▸ **The data**
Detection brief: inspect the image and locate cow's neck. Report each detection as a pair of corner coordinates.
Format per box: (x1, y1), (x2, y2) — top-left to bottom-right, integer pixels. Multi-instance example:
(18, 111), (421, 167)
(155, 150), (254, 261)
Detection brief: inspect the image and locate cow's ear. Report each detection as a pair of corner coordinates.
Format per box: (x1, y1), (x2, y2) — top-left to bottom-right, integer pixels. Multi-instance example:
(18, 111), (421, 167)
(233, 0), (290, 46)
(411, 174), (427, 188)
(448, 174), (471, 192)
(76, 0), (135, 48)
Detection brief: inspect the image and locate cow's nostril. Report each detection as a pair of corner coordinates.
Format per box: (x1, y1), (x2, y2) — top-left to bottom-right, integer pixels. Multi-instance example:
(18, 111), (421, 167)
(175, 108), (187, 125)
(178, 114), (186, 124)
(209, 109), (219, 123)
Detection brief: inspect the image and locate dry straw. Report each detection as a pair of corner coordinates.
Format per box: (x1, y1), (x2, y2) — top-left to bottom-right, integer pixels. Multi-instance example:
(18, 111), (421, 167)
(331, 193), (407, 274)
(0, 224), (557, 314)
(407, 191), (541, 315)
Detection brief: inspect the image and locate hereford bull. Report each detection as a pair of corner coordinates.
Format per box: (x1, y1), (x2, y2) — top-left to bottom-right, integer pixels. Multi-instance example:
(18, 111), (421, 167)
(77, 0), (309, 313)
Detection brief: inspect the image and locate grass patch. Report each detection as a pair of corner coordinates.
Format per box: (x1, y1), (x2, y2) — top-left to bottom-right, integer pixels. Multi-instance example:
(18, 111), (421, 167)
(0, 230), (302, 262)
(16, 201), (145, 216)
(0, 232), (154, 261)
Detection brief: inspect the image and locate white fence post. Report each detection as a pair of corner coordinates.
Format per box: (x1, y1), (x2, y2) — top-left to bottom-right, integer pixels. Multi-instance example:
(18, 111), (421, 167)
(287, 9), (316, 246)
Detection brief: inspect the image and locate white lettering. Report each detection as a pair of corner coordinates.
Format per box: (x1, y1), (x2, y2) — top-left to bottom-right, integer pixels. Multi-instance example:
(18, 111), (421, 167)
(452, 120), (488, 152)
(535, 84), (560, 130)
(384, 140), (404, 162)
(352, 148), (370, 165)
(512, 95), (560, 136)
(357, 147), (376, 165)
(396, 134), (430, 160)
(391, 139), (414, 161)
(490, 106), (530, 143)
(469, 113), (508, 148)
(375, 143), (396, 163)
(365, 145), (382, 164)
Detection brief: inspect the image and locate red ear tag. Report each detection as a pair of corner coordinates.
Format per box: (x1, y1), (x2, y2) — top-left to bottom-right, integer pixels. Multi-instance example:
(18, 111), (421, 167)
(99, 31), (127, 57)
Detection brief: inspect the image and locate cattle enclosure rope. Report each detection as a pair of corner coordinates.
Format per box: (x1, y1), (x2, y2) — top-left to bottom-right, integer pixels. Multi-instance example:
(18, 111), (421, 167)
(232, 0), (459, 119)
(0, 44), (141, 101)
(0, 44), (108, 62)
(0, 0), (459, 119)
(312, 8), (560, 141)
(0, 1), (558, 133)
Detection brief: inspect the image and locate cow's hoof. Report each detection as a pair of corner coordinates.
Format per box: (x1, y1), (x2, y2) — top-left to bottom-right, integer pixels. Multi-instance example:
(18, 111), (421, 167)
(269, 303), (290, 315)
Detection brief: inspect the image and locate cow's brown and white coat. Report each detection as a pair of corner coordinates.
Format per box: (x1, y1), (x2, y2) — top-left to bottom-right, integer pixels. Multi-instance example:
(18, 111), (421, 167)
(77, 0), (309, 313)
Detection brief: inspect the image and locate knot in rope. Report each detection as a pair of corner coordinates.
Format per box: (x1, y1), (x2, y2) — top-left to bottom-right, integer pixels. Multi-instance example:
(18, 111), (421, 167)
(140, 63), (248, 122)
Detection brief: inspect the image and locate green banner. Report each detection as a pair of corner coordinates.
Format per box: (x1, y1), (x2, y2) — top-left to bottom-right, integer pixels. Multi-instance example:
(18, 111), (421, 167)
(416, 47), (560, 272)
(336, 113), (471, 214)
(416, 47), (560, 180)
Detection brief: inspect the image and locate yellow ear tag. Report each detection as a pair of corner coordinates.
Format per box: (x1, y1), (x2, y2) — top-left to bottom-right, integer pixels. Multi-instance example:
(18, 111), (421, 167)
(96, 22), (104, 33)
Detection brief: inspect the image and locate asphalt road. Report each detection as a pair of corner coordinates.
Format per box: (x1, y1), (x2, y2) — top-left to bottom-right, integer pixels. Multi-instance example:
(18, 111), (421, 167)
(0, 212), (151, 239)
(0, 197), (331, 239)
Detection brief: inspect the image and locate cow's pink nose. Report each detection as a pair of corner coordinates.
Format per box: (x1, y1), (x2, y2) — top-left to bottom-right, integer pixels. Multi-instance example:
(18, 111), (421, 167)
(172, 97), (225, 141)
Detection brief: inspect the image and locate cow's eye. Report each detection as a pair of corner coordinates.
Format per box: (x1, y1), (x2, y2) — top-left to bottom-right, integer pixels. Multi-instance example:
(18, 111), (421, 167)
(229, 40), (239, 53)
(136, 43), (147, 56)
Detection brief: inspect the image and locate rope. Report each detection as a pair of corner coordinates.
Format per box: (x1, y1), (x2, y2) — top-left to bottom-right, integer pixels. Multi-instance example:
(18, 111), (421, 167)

▸ **Exercise goal**
Gather every line from the listing above in which "rope" appears, and copy those lines.

▸ **Answer section**
Detection brief: inspect the image and locate cattle enclosure rope. Report each detection as a pair of corner coordinates.
Detection brief: inspect the image and locate knot in rope. Report each detection as a pair of corner coordinates.
Detection brief: inspect the image and locate rope. Report each detection as a pair of corner coordinates.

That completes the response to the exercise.